## Written task
Give the lines of all the records below as a numbered list, omitting any blank lines. Leave the pictures out of your answer.

## Dataset records
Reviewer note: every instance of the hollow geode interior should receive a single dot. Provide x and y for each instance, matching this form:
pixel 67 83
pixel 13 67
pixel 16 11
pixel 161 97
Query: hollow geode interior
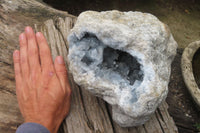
pixel 113 61
pixel 124 58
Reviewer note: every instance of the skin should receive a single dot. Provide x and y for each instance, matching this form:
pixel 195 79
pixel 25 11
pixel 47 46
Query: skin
pixel 42 87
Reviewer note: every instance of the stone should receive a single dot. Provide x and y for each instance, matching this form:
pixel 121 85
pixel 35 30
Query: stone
pixel 124 58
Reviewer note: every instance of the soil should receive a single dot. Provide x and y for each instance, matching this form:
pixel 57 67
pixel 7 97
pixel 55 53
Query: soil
pixel 183 19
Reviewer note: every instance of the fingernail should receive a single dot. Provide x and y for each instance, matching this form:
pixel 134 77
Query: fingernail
pixel 60 60
pixel 38 34
pixel 22 36
pixel 16 53
pixel 28 29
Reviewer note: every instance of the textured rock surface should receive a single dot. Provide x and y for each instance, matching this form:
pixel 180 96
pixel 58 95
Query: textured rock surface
pixel 125 58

## Final result
1. Reviewer note: every instance of the hollow geode interior should receive a single dot. Provide x and y for each instance, matching this form:
2. pixel 67 83
3. pixel 13 67
4. pixel 16 11
5. pixel 161 97
6. Query: hollow geode interior
7. pixel 113 61
8. pixel 124 58
9. Reviewer note: every instance of the skin should receive a single dot. Provide x and y for each instance, matching this form:
10. pixel 195 79
11. pixel 25 11
12. pixel 47 46
13. Query: skin
14. pixel 42 87
15. Reviewer note: every instance of the stone should receive a single dot. Provide x and y for each instance, matching this form:
16. pixel 121 85
17. pixel 35 30
18. Query: stone
19. pixel 124 58
20. Reviewer note: every instance of the soil should receive a single dot. Provide x and y for each instance, matching this form:
21. pixel 57 67
22. pixel 7 97
23. pixel 55 53
24. Query: soil
25. pixel 183 19
26. Reviewer note: every instance of the fingernail should receive a single dot. Provide x and y for each instance, matching this form:
27. pixel 134 77
28. Query: fingernail
29. pixel 60 60
30. pixel 38 34
31. pixel 22 36
32. pixel 16 53
33. pixel 28 29
34. Reviewer note: every instance of the textured rock surface should receive a single dot. Provide x and y for each instance, matching this form:
35. pixel 180 96
36. pixel 58 95
37. Query: textured rock surface
38. pixel 125 58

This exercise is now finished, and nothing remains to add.